Image location labeling entries
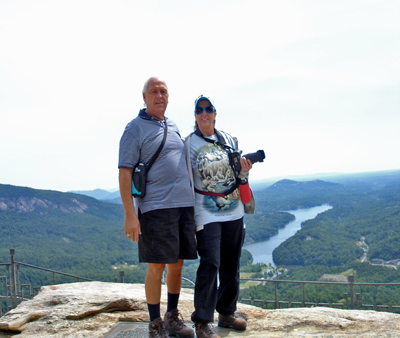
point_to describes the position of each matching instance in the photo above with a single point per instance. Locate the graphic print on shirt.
(211, 166)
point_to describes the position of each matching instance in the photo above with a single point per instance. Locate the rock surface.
(92, 309)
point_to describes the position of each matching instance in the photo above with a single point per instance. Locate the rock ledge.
(92, 309)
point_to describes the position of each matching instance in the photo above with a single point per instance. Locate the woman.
(219, 220)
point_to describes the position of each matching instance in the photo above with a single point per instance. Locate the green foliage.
(334, 234)
(262, 226)
(363, 273)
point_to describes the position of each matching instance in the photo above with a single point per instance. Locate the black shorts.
(167, 235)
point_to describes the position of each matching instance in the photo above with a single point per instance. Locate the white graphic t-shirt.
(212, 173)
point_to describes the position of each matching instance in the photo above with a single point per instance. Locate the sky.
(315, 84)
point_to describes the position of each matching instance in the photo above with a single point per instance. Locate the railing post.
(358, 298)
(351, 281)
(14, 281)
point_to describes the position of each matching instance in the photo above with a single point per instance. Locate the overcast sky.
(314, 83)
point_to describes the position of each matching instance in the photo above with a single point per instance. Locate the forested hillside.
(332, 235)
(83, 236)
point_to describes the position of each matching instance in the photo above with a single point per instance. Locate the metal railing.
(14, 290)
(352, 299)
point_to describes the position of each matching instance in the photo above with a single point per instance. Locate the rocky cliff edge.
(93, 309)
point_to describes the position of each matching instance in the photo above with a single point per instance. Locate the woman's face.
(205, 121)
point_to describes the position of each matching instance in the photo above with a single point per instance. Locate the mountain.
(66, 232)
(99, 194)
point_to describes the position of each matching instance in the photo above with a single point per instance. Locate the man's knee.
(155, 270)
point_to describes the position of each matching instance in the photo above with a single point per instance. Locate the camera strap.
(160, 147)
(221, 140)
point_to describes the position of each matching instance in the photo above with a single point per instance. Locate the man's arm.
(131, 223)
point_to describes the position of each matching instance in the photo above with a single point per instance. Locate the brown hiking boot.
(173, 322)
(236, 321)
(157, 329)
(204, 331)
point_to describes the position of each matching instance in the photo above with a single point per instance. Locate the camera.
(234, 159)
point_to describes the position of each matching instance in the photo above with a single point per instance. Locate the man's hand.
(131, 222)
(132, 227)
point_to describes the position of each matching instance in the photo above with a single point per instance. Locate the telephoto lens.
(258, 156)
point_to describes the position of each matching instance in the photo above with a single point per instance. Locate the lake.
(262, 251)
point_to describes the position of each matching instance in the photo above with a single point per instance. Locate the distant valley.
(81, 232)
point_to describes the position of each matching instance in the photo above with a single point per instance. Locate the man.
(164, 227)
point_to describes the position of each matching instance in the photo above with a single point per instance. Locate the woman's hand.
(246, 164)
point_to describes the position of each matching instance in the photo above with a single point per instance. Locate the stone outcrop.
(92, 309)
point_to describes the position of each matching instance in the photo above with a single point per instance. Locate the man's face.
(156, 98)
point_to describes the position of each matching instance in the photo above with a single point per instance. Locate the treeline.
(262, 226)
(363, 273)
(330, 239)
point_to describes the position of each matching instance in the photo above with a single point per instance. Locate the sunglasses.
(209, 110)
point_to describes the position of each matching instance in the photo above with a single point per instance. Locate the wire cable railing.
(14, 290)
(352, 299)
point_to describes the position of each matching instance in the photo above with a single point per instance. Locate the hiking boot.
(173, 322)
(204, 331)
(236, 321)
(157, 329)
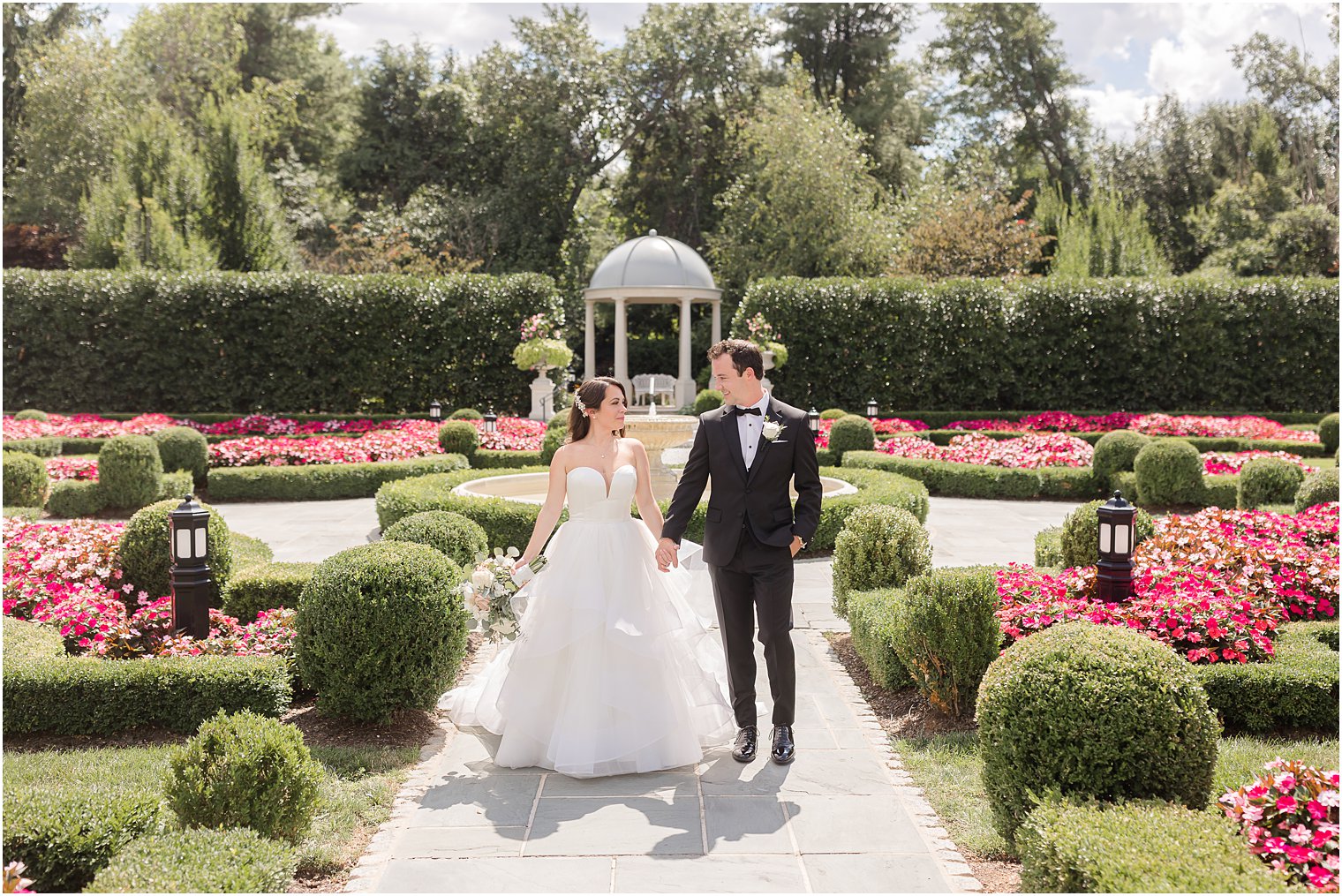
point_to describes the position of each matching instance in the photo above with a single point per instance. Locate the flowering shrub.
(1218, 463)
(61, 469)
(1027, 452)
(1290, 817)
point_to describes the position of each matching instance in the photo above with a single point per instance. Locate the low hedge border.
(1297, 689)
(321, 482)
(1133, 848)
(978, 480)
(510, 523)
(84, 695)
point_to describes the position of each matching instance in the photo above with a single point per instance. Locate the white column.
(622, 346)
(684, 382)
(590, 343)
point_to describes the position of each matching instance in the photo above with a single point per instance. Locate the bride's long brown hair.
(592, 395)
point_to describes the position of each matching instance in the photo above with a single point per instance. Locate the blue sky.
(1130, 53)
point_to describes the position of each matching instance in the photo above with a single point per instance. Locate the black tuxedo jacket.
(758, 496)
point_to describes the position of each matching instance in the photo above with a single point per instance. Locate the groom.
(750, 447)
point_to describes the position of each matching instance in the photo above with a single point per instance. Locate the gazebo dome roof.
(652, 262)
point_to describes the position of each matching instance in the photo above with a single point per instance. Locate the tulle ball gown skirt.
(614, 674)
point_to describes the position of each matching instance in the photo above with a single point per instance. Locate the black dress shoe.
(746, 743)
(782, 750)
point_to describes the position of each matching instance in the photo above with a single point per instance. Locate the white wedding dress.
(614, 673)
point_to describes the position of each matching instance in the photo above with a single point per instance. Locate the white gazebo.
(650, 270)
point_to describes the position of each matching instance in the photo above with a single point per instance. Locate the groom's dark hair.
(745, 354)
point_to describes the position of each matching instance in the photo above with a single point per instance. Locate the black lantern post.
(1117, 519)
(188, 537)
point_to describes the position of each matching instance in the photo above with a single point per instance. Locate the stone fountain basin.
(529, 488)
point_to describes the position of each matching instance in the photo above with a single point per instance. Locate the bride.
(614, 673)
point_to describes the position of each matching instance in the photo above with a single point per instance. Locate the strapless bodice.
(588, 498)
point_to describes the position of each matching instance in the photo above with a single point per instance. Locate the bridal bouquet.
(492, 589)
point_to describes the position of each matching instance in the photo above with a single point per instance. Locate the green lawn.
(356, 794)
(949, 770)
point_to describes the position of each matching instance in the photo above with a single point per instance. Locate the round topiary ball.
(458, 438)
(706, 402)
(25, 479)
(381, 628)
(245, 770)
(458, 537)
(1081, 534)
(1114, 454)
(1267, 480)
(851, 433)
(1318, 487)
(1329, 433)
(145, 557)
(183, 448)
(1169, 471)
(878, 546)
(128, 471)
(1093, 712)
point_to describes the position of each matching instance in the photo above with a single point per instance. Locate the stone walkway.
(844, 817)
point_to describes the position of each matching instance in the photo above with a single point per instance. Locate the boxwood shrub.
(1297, 689)
(25, 479)
(321, 482)
(64, 840)
(245, 770)
(1093, 712)
(380, 628)
(265, 586)
(1141, 847)
(200, 862)
(84, 695)
(879, 546)
(871, 619)
(978, 480)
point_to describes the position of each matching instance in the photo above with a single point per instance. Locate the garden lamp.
(1117, 546)
(188, 542)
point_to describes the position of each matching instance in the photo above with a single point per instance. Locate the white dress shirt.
(751, 429)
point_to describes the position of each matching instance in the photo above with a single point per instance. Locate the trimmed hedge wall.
(90, 695)
(1143, 847)
(1297, 689)
(1264, 343)
(321, 482)
(111, 338)
(978, 480)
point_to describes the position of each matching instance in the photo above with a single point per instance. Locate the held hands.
(667, 554)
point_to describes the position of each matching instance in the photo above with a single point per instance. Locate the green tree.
(1012, 87)
(805, 203)
(848, 49)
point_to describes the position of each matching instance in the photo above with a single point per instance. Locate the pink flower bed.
(1026, 452)
(67, 577)
(1290, 818)
(1218, 463)
(61, 469)
(1212, 585)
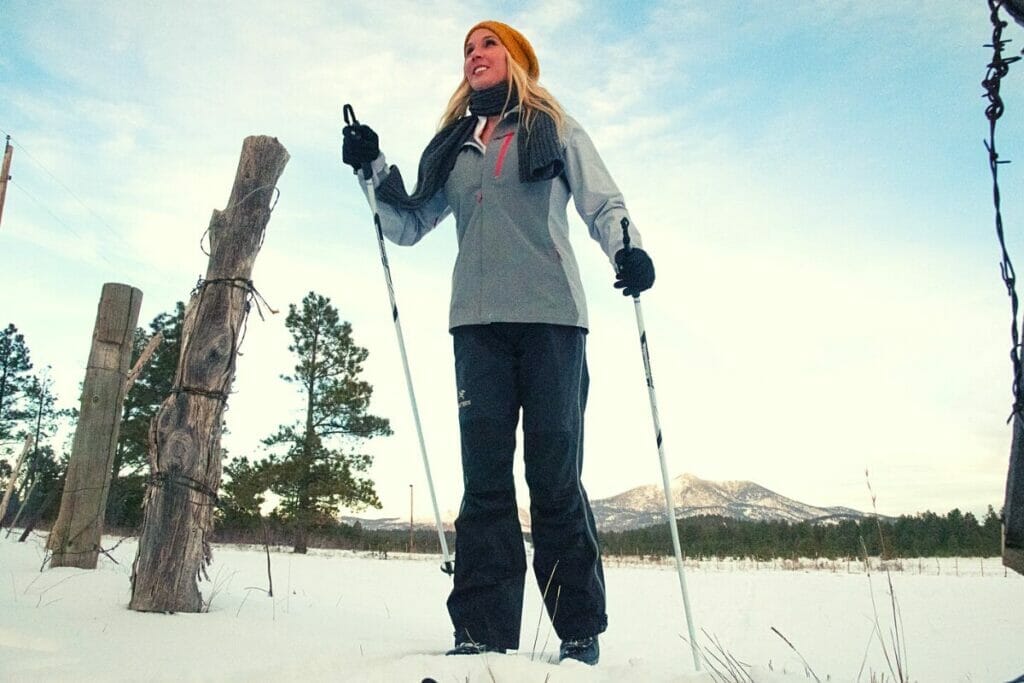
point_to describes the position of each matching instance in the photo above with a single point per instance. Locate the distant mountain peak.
(644, 506)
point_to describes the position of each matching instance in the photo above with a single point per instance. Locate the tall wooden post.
(76, 535)
(8, 152)
(184, 435)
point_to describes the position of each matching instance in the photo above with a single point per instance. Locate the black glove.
(359, 145)
(636, 271)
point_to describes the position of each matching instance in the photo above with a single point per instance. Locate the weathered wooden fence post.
(184, 435)
(13, 478)
(1013, 509)
(76, 535)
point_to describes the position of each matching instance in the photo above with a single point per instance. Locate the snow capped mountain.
(644, 506)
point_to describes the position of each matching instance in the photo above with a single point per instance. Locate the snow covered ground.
(347, 616)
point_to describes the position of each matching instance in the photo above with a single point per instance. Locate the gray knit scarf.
(540, 152)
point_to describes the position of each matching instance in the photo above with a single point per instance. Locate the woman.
(518, 321)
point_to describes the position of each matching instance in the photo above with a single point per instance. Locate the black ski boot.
(584, 649)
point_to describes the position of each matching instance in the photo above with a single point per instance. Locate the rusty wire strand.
(998, 68)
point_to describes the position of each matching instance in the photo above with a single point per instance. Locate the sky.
(809, 178)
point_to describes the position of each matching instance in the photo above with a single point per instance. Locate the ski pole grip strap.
(349, 115)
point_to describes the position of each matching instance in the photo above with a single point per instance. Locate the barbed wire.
(998, 68)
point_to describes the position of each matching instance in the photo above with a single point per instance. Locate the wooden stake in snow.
(13, 478)
(75, 538)
(184, 435)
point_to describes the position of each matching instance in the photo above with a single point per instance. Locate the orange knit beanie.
(516, 44)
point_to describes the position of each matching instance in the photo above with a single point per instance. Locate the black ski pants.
(541, 370)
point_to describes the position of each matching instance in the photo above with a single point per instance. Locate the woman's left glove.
(359, 145)
(636, 271)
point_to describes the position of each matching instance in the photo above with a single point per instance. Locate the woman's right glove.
(359, 145)
(636, 271)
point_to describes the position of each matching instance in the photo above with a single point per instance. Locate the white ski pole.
(670, 507)
(449, 565)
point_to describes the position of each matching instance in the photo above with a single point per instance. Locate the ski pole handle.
(348, 114)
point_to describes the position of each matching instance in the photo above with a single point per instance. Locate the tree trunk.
(184, 435)
(76, 535)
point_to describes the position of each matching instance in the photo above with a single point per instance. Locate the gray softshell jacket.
(515, 263)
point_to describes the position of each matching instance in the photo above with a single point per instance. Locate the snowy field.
(347, 616)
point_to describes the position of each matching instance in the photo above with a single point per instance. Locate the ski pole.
(670, 507)
(449, 565)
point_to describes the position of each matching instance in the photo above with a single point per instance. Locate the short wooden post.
(1013, 508)
(75, 537)
(184, 435)
(13, 478)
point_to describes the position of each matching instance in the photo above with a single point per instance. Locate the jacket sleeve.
(597, 198)
(404, 226)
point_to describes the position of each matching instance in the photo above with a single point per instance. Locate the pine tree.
(317, 473)
(14, 366)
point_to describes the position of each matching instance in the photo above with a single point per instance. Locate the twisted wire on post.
(997, 69)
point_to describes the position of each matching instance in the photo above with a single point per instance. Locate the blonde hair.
(534, 97)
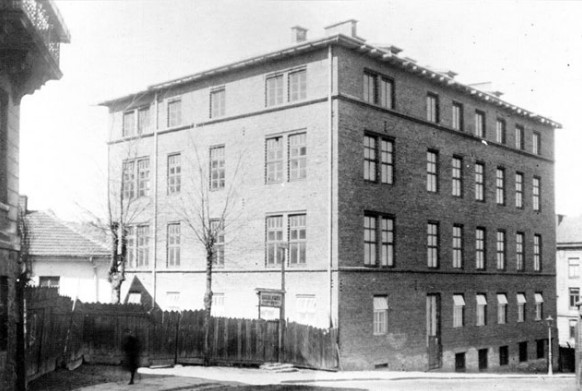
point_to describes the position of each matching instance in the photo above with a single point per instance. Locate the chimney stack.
(298, 34)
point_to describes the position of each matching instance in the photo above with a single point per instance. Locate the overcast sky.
(530, 50)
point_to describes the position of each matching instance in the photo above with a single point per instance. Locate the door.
(433, 331)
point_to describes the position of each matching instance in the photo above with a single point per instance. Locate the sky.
(530, 50)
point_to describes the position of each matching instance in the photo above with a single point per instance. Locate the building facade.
(30, 34)
(411, 211)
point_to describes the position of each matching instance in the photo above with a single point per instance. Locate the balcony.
(31, 32)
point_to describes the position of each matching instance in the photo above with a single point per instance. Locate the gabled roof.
(50, 236)
(570, 231)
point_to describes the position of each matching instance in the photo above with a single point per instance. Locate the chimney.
(298, 34)
(347, 27)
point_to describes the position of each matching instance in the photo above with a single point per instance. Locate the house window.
(297, 239)
(521, 302)
(432, 170)
(457, 176)
(480, 248)
(297, 85)
(380, 315)
(458, 311)
(174, 239)
(500, 186)
(536, 194)
(519, 243)
(217, 170)
(518, 190)
(274, 90)
(274, 166)
(574, 294)
(537, 252)
(539, 301)
(500, 131)
(174, 173)
(536, 143)
(573, 267)
(519, 136)
(297, 156)
(432, 245)
(432, 107)
(481, 310)
(501, 308)
(479, 124)
(306, 308)
(217, 231)
(174, 113)
(457, 116)
(217, 103)
(479, 181)
(457, 246)
(500, 250)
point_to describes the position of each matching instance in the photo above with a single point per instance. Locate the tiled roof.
(570, 230)
(48, 235)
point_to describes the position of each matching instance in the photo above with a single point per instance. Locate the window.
(174, 173)
(432, 245)
(573, 267)
(518, 190)
(500, 250)
(217, 230)
(479, 181)
(574, 297)
(432, 107)
(457, 116)
(305, 308)
(174, 113)
(432, 170)
(297, 156)
(521, 307)
(457, 176)
(519, 262)
(503, 355)
(536, 193)
(380, 315)
(174, 239)
(539, 308)
(536, 143)
(274, 90)
(480, 234)
(217, 103)
(519, 136)
(217, 170)
(297, 85)
(481, 310)
(537, 252)
(297, 239)
(500, 186)
(479, 124)
(500, 131)
(379, 90)
(458, 311)
(457, 246)
(501, 308)
(386, 244)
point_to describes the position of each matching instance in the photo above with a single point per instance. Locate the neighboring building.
(568, 280)
(30, 34)
(415, 213)
(63, 257)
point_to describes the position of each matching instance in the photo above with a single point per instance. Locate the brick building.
(413, 212)
(30, 34)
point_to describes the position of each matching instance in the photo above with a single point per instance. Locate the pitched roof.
(570, 231)
(50, 236)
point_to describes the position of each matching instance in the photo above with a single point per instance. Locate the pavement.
(208, 378)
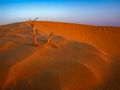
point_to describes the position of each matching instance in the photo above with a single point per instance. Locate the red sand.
(78, 57)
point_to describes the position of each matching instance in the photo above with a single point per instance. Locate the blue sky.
(97, 12)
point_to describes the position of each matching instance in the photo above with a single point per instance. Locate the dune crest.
(77, 56)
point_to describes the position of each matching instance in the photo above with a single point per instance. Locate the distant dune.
(78, 57)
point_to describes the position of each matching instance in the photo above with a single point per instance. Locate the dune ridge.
(78, 57)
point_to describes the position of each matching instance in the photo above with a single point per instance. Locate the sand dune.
(79, 57)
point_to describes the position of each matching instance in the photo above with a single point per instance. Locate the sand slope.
(78, 57)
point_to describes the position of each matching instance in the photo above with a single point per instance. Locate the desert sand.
(78, 57)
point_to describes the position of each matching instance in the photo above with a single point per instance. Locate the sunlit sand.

Task instructions =
Rewrite the lines starting with the one containing "the hiking boot." and going on through the one containing "(1290, 817)", substituting "image" for each "photo" and leaving everything else unchanged. Give back only those lines, without the pictures.

Written solution =
point_to describes the position of each matching instance in the image above with a single point per instance. Locate the hiking boot.
(173, 322)
(204, 331)
(236, 321)
(157, 329)
point_to describes the position of each matching instance in the image above with a single point per instance. Locate the flowering shrub.
(1218, 463)
(61, 469)
(1027, 452)
(1290, 817)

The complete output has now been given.